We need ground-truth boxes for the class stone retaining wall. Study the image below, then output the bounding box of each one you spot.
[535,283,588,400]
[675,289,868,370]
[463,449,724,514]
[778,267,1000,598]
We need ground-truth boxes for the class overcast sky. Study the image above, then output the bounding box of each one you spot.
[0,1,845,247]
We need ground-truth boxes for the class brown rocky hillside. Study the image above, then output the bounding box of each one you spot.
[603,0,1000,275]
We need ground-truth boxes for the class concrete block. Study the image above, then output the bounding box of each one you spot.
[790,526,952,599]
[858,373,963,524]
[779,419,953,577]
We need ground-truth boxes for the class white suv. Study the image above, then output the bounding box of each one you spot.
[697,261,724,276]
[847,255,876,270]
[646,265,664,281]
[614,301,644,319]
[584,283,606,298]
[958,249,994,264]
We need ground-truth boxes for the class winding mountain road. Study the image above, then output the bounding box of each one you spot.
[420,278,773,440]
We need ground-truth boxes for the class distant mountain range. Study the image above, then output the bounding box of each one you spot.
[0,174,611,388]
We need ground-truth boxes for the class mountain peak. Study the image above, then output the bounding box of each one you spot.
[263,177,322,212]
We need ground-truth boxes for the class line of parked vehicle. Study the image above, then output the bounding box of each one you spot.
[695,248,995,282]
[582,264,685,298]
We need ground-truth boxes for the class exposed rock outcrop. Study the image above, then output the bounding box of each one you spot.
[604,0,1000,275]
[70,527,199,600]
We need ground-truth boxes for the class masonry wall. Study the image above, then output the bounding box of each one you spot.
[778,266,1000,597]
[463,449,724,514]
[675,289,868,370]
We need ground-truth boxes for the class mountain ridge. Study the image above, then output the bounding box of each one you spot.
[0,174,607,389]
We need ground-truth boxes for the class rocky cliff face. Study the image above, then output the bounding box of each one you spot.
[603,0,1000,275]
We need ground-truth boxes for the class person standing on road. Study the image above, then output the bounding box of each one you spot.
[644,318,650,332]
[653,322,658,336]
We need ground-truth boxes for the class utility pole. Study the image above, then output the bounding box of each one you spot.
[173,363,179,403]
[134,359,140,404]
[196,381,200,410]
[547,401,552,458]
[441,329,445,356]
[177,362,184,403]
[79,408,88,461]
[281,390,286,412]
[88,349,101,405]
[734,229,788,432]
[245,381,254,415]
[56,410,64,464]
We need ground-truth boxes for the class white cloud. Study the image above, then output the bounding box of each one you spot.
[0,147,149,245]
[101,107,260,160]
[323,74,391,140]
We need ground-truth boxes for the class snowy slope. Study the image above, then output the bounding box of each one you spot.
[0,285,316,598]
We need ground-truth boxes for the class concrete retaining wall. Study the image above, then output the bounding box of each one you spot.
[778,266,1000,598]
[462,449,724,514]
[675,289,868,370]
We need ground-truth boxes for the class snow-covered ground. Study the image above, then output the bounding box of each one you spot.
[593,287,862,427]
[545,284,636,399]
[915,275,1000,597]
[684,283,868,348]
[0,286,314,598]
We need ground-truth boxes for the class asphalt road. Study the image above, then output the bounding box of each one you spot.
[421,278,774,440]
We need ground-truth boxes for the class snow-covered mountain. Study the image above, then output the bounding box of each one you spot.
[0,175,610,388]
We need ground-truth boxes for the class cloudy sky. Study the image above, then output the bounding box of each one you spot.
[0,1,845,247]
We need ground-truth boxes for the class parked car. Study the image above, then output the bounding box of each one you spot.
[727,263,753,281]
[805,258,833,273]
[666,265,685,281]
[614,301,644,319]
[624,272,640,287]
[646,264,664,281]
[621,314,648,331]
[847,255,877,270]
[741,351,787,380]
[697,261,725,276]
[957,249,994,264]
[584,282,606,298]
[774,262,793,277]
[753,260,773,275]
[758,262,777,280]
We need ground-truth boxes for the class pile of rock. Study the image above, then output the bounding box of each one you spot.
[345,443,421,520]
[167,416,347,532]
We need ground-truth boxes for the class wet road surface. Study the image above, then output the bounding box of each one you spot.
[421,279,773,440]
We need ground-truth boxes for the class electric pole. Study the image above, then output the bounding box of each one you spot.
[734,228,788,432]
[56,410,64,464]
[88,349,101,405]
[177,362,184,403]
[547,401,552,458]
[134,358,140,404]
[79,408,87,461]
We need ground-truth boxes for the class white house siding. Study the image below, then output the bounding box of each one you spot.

• [What the exercise asks]
In full and without alteration, retype the entries above.

• [Output below]
We need ground-truth boxes for the class stone retaining wall. Study the image below, then output the bounding box of each one you spot.
[535,283,588,400]
[675,289,868,370]
[463,449,724,514]
[778,267,1000,598]
We need ground-truth boxes for the class overcast sky. Study the image above, then output the bounding box of each one you spot.
[0,1,845,247]
We need ground-truth boxes for the class brown rocky hillside. Study the image above, then output the bounding box of each one you spot.
[603,0,1000,275]
We need ground-truth boxes for the class concrete block. Study the image above, then output the bounding box of each one you spot.
[790,526,952,599]
[858,373,963,524]
[779,419,953,577]
We need ground-truth boxes for the class white suv. Study the image above, then output the bounding box of each one you spot.
[697,261,724,276]
[847,255,876,270]
[646,265,664,281]
[614,301,644,319]
[584,283,606,298]
[958,249,994,264]
We need ground-truth boxes for the class winding mountain road. Study the image above, then output the bounding box of each one you spot.
[420,278,773,440]
We need ground-truth boxes for the class distant mountain range. Study the image above, then output the bounding box of each one you spot.
[0,174,611,388]
We need ground-truth boxes for the class mountain peak. Study the image above, then output the bounding box of each one you spot.
[263,177,322,212]
We need ground-truth boxes for the class line of parked vehicle. Study the image above, then output the bounding box of each one you spot.
[695,248,995,282]
[582,264,685,298]
We need ground-truth boxes for the class exposed rock outcrop. Study the image above, then output the bounding box of each one you spot.
[604,0,1000,275]
[70,527,199,600]
We need ground-truth boxes for the class masonry wall. Study the image above, then output the bounding box of each one you spot.
[778,266,1000,597]
[463,449,724,514]
[675,289,868,370]
We need ground-truth boxes for the class mountain ridge. Study the image above, then output the bounding box of each one you spot.
[0,174,607,389]
We need ground-truth boxes for the class rocky cliff face. Study the image above, then output the bounding box of each one you spot.
[603,0,1000,275]
We need ground-truth boxes for the class person standing on road. Study the image above, then output the bounding box of each one you spot.
[644,318,650,332]
[653,322,658,336]
We need ground-truth boxes for the class utility pole. Study the image above, then output the bounding box of each one you spot.
[173,363,179,403]
[134,359,140,404]
[196,381,200,410]
[547,401,552,458]
[441,329,445,356]
[177,362,184,403]
[79,408,88,461]
[281,390,286,412]
[88,349,101,405]
[734,229,788,432]
[245,381,254,415]
[56,410,64,464]
We need ground-truth boxes for the class white cloud. Study the image above, then output the bounding box of each one you spot.
[0,147,149,245]
[101,107,260,160]
[323,74,391,140]
We need ground-truth boxes for the class snowy slope. Study the image above, then output the bounding box of each one you spot.
[0,285,316,598]
We need ground-truth boxes for the class concrete retaining wall. Study the image above, then output the bounding box of each one you spot.
[778,266,1000,598]
[462,449,724,514]
[675,289,868,370]
We need ground-truth boxes for the class snow-covered ground. Study the image above, then output the bounding box of each one you spot.
[593,287,862,427]
[545,284,636,399]
[915,275,1000,597]
[684,283,868,348]
[0,286,314,598]
We need ground-truth boxes for the class asphalt road. Study the image above, then output the bounding box of each one you spot.
[421,278,774,440]
We need ground-truth boxes for the class snow-covered mountain. Study the image above, then output the bounding box of each one you spot.
[0,175,610,388]
We need ground-truth boxes for the class cloudy sky. Study the image above, then output the bounding box of each one you spot.
[0,1,845,247]
We need ground-truth boxes for the class parked car. Study the image above, then output the bounding box of each one you spot.
[727,263,753,281]
[805,258,833,273]
[666,265,685,281]
[614,301,644,319]
[624,272,640,287]
[646,264,664,281]
[621,314,648,331]
[847,255,877,270]
[741,351,787,380]
[697,261,725,276]
[957,249,994,264]
[584,282,606,298]
[774,262,793,277]
[753,260,773,275]
[758,262,777,280]
We need ground-truth boxes for the class pile of rock. Study the image above, then output the bounding box of each one you spot.
[345,443,421,520]
[167,416,347,532]
We need ground-truth boxes for the class wet road surface. Study the image above, then output the bounding box of each one you spot.
[421,279,773,440]
We need ground-truth boxes for the class electric pole. Study the image above, then output the bounding box of each one you spot.
[734,228,788,432]
[56,410,64,464]
[88,349,101,405]
[177,362,184,403]
[547,401,552,458]
[134,358,140,404]
[79,408,87,461]
We need ground-truth boxes for the class white house siding. Study the image below, then output the bounding box of each one you spot.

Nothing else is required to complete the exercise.